- **Given exercise**:
Reproduce each of the records below line for line, without changing any character.

- **Records to use**:
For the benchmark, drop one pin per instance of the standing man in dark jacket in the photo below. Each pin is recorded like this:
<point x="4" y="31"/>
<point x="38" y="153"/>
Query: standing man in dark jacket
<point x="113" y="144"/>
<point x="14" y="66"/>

- **Reply to the exercise**:
For the benchmark, drop one pin per instance of the standing man in dark jacket in the photo below. Each pin is recorded like this:
<point x="4" y="31"/>
<point x="38" y="153"/>
Query: standing man in dark jacket
<point x="113" y="144"/>
<point x="14" y="66"/>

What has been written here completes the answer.